Directions: Every line in the listing is to be echoed verbatim.

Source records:
>> Start
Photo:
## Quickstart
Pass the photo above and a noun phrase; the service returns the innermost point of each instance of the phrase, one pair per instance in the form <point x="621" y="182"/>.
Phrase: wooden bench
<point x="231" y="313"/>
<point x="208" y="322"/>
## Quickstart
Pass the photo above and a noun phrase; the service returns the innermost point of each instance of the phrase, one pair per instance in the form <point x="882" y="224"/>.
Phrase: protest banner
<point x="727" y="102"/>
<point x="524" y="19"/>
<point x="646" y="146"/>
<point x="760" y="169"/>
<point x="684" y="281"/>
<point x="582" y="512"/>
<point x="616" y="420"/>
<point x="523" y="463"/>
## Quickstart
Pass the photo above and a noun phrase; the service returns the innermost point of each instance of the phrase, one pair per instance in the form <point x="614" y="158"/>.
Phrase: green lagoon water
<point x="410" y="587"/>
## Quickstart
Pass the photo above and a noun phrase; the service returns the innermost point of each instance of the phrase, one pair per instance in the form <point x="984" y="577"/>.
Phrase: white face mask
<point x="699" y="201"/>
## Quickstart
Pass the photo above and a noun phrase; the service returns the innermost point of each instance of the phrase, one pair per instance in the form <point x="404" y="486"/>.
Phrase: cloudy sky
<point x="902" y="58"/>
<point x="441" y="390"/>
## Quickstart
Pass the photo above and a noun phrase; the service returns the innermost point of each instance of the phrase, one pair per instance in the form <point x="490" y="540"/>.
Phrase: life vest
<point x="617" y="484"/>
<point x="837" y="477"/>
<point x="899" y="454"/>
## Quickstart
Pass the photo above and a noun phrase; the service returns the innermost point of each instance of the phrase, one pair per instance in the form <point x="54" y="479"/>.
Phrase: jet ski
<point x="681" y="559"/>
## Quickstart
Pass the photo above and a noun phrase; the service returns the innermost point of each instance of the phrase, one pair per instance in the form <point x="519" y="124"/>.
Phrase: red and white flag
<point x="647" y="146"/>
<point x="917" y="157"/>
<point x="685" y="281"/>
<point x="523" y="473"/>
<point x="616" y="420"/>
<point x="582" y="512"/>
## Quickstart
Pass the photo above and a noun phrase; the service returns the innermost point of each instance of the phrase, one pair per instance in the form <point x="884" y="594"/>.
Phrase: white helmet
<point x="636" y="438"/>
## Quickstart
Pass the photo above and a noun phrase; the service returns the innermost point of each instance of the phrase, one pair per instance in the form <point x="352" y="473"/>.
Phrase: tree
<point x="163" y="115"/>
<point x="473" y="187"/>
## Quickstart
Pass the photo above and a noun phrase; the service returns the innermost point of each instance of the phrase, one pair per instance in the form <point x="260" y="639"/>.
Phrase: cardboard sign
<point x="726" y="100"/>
>> End
Worked solution:
Photo:
## Quickstart
Pass the photo above and a noun phrase; the service returns the innermost point of each instance of the phrase, one pair per instance in the form <point x="621" y="182"/>.
Phrase: wooden bench
<point x="231" y="313"/>
<point x="208" y="322"/>
## Quickstart
Pass the photo above and a noun phrase; the service returns the innermost point of each instance of the phrase, one pair per instance in the form <point x="882" y="224"/>.
Phrase: protest banner
<point x="727" y="102"/>
<point x="524" y="19"/>
<point x="646" y="146"/>
<point x="760" y="169"/>
<point x="684" y="281"/>
<point x="582" y="512"/>
<point x="616" y="420"/>
<point x="523" y="463"/>
## Quickstart
Pass the photo above and a noun phrase; the service returns the innermost point of each instance of the phrase, one pair per instance in the form <point x="614" y="158"/>.
Phrase: green lagoon water
<point x="410" y="587"/>
## Quickstart
Pass the photo above and a noun phrase; the service returns the innermost point of each instance of the phrase, one pair per instance in the form <point x="984" y="577"/>.
Phrase: white face mask
<point x="699" y="201"/>
## Quickstart
Pass the photo above and a noun phrase; the service returns the innermost point of each instance of the phrase, one pair per instance in the form <point x="404" y="486"/>.
Phrase: cloudy sky
<point x="902" y="58"/>
<point x="441" y="390"/>
## Quickstart
Pass the photo above and a noun phrase; the service returns the innermost point of each instance of the phrase, one pair per instance in the form <point x="490" y="540"/>.
Phrase: life vest
<point x="617" y="484"/>
<point x="837" y="477"/>
<point x="899" y="454"/>
## Quickstart
Pass the photo above and a noun phrase; the service returns the innermost point of each instance of the phrase, one pair per instance in the form <point x="54" y="479"/>.
Phrase: jet ski
<point x="681" y="559"/>
## Quickstart
Pass the photo above and a noun phrase; the service returns the innermost point of each instance of the phrase, one pair per instance in the form <point x="519" y="124"/>.
Phrase: red and white flag
<point x="647" y="146"/>
<point x="917" y="157"/>
<point x="685" y="281"/>
<point x="523" y="473"/>
<point x="616" y="420"/>
<point x="582" y="512"/>
## Quickstart
Pass the photo above and a noun phrase; the service returns the innermost point of each instance of the phrase, one pair per instance in the form <point x="884" y="594"/>.
Phrase: white helmet
<point x="636" y="438"/>
## Quickstart
Pass the photo above and a noun phrase; the service returns the innermost point of each instance of the phrase, one pair per instance in the form <point x="352" y="473"/>.
Phrase: tree
<point x="163" y="115"/>
<point x="473" y="187"/>
## Quickstart
Pass the photo above and a noun phrase; the service returns the innermost point of each instance of the phrase, one pair per instance in the form <point x="260" y="639"/>.
Phrase: cardboard sign
<point x="726" y="100"/>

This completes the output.